◆ BRANO ◆
Persone con grave disabilità e partecipazione al costo dei servizi
LEDHA invia un documento a tutti i sindaci dei comuni lombardi
Sara è una ragazza con disabilità: ha poco più che 20 anni e vive con la mamma, che ha un reddito di 500 euro al mese. Il suo comune le chiede 375 euro al mese per frequentare il Servizio Formativo all'Autonomia.
Carlo ha poco più di 40 anni: è un uomo con grave disabilità intellettiva che fino a poco tempo fa viveva con i genitori che sono scomparsi da poco. I parenti hanno identificato con il supporto dei servizi comunaii una Comunità alloggio dove si pensa possa vivere con soddisfazione. Al momento dell'inserimento viene stabilita una quota di partecipazione alla spesa che viene indirizzata e fatta sottoscrivere dai fratelli, in base ai loro redditi.
Maria ha 60 anni, e una grave disabilità che non le ha impedito di vivere per lungo tempo da sola. Ora la situazione si è aggravata e ha bisogno di assistenza continuativa. A causa dell'età non può più rivolgersi ai servizi per le persone con disabilità. Va quindi a vivere in una Residenza per anziani. Visto che ha un piccolo patrimonio personale il comune di residenza le impone di entrare privatamente, pagando per intero la retta. Si farà carico delle sue necessità solo quando sarà nullatenente.

◆ COMPITO 1 ◆
Puoi riportare tutte le righe sostituendo "shop sign" con "store sign" e lasciando invariato tutto il resto?
Il brano e le righe non hanno alcun legame tra loro.

Annotazioni di segmentazione:
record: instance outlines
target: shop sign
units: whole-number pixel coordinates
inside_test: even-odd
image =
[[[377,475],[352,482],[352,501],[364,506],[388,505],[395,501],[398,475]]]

◆ COMPITO 2 ◆
Nel brano sulla partecipazione al costo dei servizi, perché Maria non può più rivolgersi ai servizi per le persone con disabilità e per quale motivo il comune le impone di pagare per intero la retta?

◆ SOLUZIONE SVOLTA 1 ◆
record: instance outlines
target: store sign
units: whole-number pixel coordinates
inside_test: even-odd
image =
[[[377,475],[352,482],[352,501],[364,506],[388,505],[395,501],[398,475]]]

◆ SOLUZIONE SVOLTA 2 ◆
Maria non può più rivolgersi ai servizi per le persone con disabilità a causa dell'età. Il comune le impone di entrare privatamente nella Residenza per anziani, pagando l'intera retta, perché ha un piccolo patrimonio personale.